WHAT IS REQUIRED — Rewrite only the lines from the one containing "of the window" through the end of the data, inclusive. Keep every line in place, and shift each answer coordinate by adding 112 to both of its numbers.

DATA EXCERPTS —
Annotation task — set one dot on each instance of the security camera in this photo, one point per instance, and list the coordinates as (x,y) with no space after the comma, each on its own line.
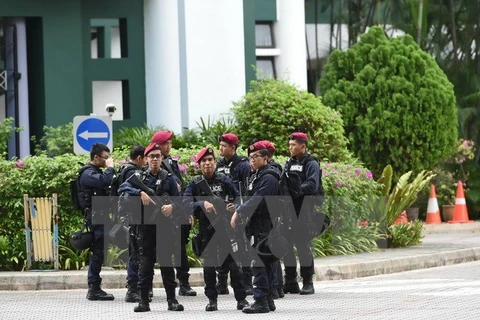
(110,109)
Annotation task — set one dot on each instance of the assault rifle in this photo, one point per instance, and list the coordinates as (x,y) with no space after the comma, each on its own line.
(160,201)
(222,215)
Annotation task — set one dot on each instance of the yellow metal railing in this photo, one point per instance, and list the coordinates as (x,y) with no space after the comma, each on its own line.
(41,229)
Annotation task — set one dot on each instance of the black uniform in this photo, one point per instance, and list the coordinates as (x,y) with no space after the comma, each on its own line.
(238,169)
(160,231)
(265,182)
(94,182)
(277,266)
(223,187)
(181,259)
(127,209)
(308,169)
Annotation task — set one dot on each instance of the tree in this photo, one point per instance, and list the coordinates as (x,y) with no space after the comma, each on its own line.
(397,105)
(273,109)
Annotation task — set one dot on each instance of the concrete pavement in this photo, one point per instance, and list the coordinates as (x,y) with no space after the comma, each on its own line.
(442,245)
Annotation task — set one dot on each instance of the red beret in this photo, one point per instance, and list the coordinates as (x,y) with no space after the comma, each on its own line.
(298,136)
(259,145)
(162,136)
(229,138)
(267,145)
(152,146)
(204,152)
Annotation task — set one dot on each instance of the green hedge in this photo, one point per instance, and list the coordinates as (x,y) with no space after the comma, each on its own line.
(397,105)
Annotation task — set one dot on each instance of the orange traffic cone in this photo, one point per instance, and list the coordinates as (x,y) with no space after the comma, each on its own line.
(433,212)
(460,214)
(402,218)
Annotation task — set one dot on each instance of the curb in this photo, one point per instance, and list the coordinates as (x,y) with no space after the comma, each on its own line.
(395,265)
(67,280)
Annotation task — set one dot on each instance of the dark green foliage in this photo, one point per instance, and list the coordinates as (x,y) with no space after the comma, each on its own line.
(273,109)
(211,130)
(397,105)
(56,140)
(407,234)
(128,137)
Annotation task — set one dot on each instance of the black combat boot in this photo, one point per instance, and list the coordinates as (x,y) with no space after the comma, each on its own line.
(242,304)
(271,303)
(132,294)
(307,286)
(96,293)
(259,306)
(274,294)
(212,305)
(222,285)
(291,286)
(185,289)
(247,283)
(173,305)
(143,305)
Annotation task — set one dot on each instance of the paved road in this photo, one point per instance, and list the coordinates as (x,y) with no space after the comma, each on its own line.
(450,292)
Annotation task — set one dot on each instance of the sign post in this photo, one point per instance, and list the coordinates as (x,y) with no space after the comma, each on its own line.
(88,130)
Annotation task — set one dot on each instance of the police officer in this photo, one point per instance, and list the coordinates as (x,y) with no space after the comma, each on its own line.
(214,221)
(238,169)
(95,183)
(277,291)
(164,139)
(127,209)
(159,231)
(264,182)
(307,168)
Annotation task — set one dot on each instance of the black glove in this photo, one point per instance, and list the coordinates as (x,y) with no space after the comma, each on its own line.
(294,185)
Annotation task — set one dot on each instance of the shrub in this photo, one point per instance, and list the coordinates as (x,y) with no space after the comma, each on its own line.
(273,109)
(128,137)
(397,105)
(41,176)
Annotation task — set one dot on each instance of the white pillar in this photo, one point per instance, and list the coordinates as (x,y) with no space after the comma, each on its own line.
(23,118)
(290,39)
(162,70)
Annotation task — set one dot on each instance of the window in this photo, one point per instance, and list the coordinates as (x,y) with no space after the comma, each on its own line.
(265,68)
(114,92)
(264,35)
(265,50)
(108,38)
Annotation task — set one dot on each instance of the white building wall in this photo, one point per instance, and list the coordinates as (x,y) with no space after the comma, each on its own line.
(162,64)
(290,38)
(104,92)
(215,57)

SOLUTION BELOW —
Annotation task — set one dot on each instance of the window in this photo, one point per instance, and list the coordinates as (x,y) with no space after the comma, each on its own line.
(377,180)
(226,204)
(376,147)
(377,162)
(220,150)
Annotation task — set one dot on each instance of the white building wall in this photo, one point per instance, and list the coordinates as (x,y) with no space after the comma, each on its own line.
(274,176)
(402,150)
(216,204)
(327,169)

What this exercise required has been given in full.